■ **GOAL**
Format the listing below as a Markdown table with one row per line, leaving out blank lines. Use the column headers "No." for the row number and "Text" for the line.
..............................
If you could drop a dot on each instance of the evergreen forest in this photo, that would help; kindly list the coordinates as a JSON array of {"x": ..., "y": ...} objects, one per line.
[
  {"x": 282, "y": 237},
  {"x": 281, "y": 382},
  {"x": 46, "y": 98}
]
..............................
■ **TASK ANSWER**
| No. | Text |
|---|---|
| 1 | If you could drop a dot on each instance of the evergreen forest in this photo, that would help; kindly list the coordinates as a JSON array of {"x": ..., "y": ...} objects, one per line. |
| 2 | [ |
| 3 |   {"x": 282, "y": 237}, |
| 4 |   {"x": 281, "y": 382}, |
| 5 |   {"x": 46, "y": 98} |
| 6 | ] |